• [BACAAN YANG DIBERIKAN]:
####################
Ketahui Bagaimana Aturan Pembagian Harta Gono Gini
Kita sering mendengar tentang aturan pembagian harta gono gini meski mungkin kita tidak terlalu memahaminya. Pada dasarnya, harta gono gini adalah harta yang didapatkan oleh pasangan suami istri selama mereka menikah. Karena harta gono gini terkait dengan perceraian,maka harta bersama ini adalah harta yang didapatkan selama jangka waktu pernikahan.
Tetapi, ada lagi konsep lain yaitu harta gono gini atau harta bersama merupakan harta yang didapatkan saat salah satu pihak memberikan uang atau barang kepada pasangan suami istri tersebut. Misalnya rumah tinggal yang didapatkan dari mertua.
Apakah Ada Dasar Hukum Aturan Pembagian Harta Gono Gini?
Aturan terkait harta bersama atau harta gono gini tertuang pada Pasal 35 Undang-Undang Perkawinan Nomor 1 Tahun 1974. UU ini menyatakan bahwa semua harta benda yang didapatkan pasutri selama bersama saat pernikahan adalah harta gono gini atau harta bersama. Pembagian harta gono gini juga diatur khusus untuk pasutri beragama Islam dimana hal ini diatur dalam Pasal 97 KHI.
Pada dasarnya, pelaksanaan aturan pembagian harta bersama hanya apabila tidak ada perjanjian perkawinan yang sudah disepakati pasangan saat sebelum atau sudah dalam pernikahan. Harta yang sudah dikumpulkan selama berumah tangga sebenarnya adalah hak berdua suami dan istri sehingga pembagiannya harus adil, apabila memang tidak ada kesepakatan tertentu sebelumnya.
Istilah “gono gini” tidak diatur hukum negara meski memang harta dalam pernikahan tertuang pada Pasal 35 ayat (1) UU Perkawinan. Pembagian harta bersama pasca bercerai tidak memiliki aturan menurut hukum negara. Dengan demikian, pembagian dilakukan sesuai hukum agama atau adat atau hukum lain yang mendukung.
Harta bersama terdiri dari tiga golongan dan hal ini berdasar Pasal 35 dan 36 UU Perkawinan. Tiga golongan tersebut adalah:
- Harta Bawaan
Harta bawaan adalah harta yang dimiliki oleh suami dan istri masing-masing saat belum menikah. Warisan atau hadiah dan semacamnya termasuk dalam harta bawaan Karena itulah, nantinya kepemilikan harta tersebut merupakan hak masing-masing pihak apabila mereka terpisah. - Harta Pencaharian
Jenis harta ini adalah harta yang diperoleh masing-masing pihak dari hasil usaha atau bekerja. Artinya, harta ini sebenarnya adalah harta bersama yang diperoleh kedua belah pihak selama pernikahan. - Harta Masing-Masing
Harta ini merupakan harta yang diperoleh masing-masing pihak setelah pernikahan dimana jenis harta ini merupakan harta yang diperoleh wasiat, hibah, atau hadiah untuk masing-masing dari mereka.
####################
• [DATA YANG DIBERIKAN]:
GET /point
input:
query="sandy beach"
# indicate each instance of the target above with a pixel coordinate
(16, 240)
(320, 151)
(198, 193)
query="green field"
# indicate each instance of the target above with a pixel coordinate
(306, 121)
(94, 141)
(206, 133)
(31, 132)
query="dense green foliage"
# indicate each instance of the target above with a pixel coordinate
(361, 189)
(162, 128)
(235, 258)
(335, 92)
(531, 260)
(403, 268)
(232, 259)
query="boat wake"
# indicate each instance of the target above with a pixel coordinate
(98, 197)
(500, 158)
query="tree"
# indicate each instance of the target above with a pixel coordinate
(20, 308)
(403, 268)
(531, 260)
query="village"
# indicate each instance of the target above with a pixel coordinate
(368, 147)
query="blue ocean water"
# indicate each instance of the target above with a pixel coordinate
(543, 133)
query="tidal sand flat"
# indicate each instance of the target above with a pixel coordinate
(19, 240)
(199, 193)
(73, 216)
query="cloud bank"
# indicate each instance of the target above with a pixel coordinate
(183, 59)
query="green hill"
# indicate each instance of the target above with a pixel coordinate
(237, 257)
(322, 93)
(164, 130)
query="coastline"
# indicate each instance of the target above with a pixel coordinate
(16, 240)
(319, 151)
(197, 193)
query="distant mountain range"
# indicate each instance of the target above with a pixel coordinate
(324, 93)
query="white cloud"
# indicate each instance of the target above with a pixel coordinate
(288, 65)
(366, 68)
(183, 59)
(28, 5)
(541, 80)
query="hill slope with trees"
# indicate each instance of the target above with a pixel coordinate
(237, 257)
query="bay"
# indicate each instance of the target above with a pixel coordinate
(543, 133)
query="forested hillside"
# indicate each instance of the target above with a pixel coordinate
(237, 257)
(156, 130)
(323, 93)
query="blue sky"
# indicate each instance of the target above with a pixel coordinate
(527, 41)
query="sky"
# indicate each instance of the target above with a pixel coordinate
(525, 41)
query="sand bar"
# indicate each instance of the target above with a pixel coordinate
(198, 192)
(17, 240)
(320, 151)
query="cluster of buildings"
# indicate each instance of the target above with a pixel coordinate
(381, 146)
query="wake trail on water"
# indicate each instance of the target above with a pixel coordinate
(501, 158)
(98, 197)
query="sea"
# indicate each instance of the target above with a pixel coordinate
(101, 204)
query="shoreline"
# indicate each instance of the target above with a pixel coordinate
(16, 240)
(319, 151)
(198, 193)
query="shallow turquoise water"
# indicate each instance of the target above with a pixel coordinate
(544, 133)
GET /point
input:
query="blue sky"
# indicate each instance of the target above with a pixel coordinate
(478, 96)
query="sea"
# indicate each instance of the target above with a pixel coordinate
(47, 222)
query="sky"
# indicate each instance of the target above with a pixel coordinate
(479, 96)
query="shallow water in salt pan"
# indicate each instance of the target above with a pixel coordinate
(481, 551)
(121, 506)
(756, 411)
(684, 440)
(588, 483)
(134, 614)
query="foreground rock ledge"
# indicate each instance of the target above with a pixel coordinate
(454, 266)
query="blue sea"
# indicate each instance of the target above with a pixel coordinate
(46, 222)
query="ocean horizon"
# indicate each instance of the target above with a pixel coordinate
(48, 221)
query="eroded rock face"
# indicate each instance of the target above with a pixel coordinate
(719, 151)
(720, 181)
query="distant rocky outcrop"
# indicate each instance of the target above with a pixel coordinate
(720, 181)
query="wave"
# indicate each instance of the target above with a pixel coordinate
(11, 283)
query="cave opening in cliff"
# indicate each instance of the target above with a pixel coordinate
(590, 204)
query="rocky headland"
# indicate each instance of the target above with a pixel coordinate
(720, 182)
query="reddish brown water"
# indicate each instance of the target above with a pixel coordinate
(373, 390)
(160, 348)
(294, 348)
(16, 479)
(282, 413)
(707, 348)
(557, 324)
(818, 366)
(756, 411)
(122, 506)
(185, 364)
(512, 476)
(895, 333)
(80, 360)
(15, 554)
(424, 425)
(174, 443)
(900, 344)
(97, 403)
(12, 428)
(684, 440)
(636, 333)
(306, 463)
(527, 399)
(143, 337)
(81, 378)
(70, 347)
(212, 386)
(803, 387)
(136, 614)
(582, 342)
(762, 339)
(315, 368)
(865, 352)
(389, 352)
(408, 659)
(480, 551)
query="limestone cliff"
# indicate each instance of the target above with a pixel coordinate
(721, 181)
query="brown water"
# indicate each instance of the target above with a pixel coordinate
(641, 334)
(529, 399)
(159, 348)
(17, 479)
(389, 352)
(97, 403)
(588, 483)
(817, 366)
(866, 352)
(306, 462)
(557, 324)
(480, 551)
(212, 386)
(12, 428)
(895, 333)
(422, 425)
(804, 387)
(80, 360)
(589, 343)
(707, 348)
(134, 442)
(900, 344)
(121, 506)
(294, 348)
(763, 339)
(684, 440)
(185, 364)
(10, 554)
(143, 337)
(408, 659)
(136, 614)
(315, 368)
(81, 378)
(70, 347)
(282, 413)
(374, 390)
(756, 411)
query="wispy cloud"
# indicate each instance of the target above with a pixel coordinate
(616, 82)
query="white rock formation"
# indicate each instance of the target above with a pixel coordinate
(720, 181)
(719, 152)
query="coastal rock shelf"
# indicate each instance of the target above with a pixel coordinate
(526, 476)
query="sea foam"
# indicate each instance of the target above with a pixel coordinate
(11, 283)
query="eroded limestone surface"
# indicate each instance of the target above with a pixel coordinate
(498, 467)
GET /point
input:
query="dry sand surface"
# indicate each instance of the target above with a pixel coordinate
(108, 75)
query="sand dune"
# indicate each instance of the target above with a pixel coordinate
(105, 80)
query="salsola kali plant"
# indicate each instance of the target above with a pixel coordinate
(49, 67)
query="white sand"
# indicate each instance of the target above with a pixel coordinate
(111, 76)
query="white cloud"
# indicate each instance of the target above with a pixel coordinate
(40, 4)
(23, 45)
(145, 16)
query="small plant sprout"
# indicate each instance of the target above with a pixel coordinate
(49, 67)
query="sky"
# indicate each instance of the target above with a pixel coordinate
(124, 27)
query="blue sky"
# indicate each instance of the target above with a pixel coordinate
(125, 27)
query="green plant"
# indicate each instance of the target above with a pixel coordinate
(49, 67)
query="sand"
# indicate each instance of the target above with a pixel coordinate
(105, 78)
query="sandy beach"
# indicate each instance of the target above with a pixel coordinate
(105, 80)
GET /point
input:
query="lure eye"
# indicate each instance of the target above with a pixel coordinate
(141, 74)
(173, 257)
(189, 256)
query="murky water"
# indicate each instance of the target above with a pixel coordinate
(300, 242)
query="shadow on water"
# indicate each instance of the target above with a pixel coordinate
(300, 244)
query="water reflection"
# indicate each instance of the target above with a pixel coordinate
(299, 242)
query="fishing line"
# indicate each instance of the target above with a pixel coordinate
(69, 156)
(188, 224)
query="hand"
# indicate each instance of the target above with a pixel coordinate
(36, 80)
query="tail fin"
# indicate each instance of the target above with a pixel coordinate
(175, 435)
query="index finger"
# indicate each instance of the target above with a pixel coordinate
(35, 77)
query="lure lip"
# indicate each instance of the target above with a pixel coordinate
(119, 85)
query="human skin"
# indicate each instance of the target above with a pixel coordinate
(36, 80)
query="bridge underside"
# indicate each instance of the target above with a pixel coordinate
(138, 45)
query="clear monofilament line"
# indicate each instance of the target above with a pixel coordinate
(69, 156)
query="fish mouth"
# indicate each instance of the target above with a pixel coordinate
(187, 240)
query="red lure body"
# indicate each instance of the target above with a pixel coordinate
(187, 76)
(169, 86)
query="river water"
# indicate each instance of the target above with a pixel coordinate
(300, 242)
####################
• [TUGAS ANDA]:
Tolong sebutkan pasal dan undang-undang yang memuat aturan harta bersama menurut teks tentang harta gono gini. Baris-baris di atas tidak berkaitan dengan teks tentang harta gono gini.

• [JAWABAN SOAL]:
Pasal 35 Undang-Undang Perkawinan Nomor 1 Tahun 1974.